TASK = For this exercise, set down all the records exactly as given.

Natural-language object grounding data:
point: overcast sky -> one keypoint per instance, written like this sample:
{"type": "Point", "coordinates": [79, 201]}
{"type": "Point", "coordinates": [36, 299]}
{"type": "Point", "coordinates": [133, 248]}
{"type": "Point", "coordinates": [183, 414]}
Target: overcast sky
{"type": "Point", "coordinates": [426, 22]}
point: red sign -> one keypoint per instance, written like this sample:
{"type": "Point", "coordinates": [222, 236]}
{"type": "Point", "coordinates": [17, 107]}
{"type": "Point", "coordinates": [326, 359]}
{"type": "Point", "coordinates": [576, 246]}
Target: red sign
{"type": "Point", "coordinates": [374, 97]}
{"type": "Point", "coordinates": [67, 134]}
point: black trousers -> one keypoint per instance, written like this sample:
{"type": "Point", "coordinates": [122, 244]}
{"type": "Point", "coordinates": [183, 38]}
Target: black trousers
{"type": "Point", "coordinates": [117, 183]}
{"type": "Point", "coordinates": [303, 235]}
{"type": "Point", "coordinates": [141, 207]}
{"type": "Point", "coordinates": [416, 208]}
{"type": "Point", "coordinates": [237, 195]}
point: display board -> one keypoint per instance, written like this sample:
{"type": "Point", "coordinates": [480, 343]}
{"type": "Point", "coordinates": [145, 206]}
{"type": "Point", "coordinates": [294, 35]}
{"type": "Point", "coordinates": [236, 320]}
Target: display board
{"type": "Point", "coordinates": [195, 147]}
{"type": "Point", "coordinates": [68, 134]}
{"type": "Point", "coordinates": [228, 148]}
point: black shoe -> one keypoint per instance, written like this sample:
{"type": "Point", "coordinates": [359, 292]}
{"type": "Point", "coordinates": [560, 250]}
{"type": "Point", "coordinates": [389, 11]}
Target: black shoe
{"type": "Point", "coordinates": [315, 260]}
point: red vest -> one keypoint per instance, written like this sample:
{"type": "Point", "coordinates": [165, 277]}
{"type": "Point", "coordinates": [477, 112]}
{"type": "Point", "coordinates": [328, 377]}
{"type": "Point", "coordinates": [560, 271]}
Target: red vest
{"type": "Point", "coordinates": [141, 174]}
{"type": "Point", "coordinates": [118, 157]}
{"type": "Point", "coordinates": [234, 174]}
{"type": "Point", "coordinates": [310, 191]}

REPLY =
point: overcast sky -> one keypoint per instance, written like this sample:
{"type": "Point", "coordinates": [79, 201]}
{"type": "Point", "coordinates": [36, 299]}
{"type": "Point", "coordinates": [133, 248]}
{"type": "Point", "coordinates": [183, 414]}
Target: overcast sky
{"type": "Point", "coordinates": [426, 22]}
point: red sign -> one keypoint per instance, written like this sample:
{"type": "Point", "coordinates": [222, 236]}
{"type": "Point", "coordinates": [17, 107]}
{"type": "Point", "coordinates": [326, 359]}
{"type": "Point", "coordinates": [576, 246]}
Target: red sign
{"type": "Point", "coordinates": [374, 97]}
{"type": "Point", "coordinates": [67, 134]}
point: black trousers -> one keypoint per instance, written like this sample:
{"type": "Point", "coordinates": [122, 244]}
{"type": "Point", "coordinates": [183, 38]}
Target: black trousers
{"type": "Point", "coordinates": [117, 183]}
{"type": "Point", "coordinates": [303, 235]}
{"type": "Point", "coordinates": [141, 207]}
{"type": "Point", "coordinates": [416, 208]}
{"type": "Point", "coordinates": [237, 195]}
point: display board -> one keypoint per instance, written like this sample:
{"type": "Point", "coordinates": [480, 343]}
{"type": "Point", "coordinates": [145, 206]}
{"type": "Point", "coordinates": [294, 35]}
{"type": "Point", "coordinates": [236, 320]}
Target: display board
{"type": "Point", "coordinates": [195, 147]}
{"type": "Point", "coordinates": [68, 134]}
{"type": "Point", "coordinates": [228, 148]}
point: black shoe -> one keypoint per instance, written like this sample:
{"type": "Point", "coordinates": [359, 292]}
{"type": "Point", "coordinates": [560, 250]}
{"type": "Point", "coordinates": [389, 11]}
Target: black shoe
{"type": "Point", "coordinates": [315, 260]}
point: red vest -> one keypoint per instance, written like this sample:
{"type": "Point", "coordinates": [165, 277]}
{"type": "Point", "coordinates": [477, 112]}
{"type": "Point", "coordinates": [328, 377]}
{"type": "Point", "coordinates": [560, 271]}
Target: red vest
{"type": "Point", "coordinates": [141, 174]}
{"type": "Point", "coordinates": [118, 157]}
{"type": "Point", "coordinates": [234, 174]}
{"type": "Point", "coordinates": [310, 191]}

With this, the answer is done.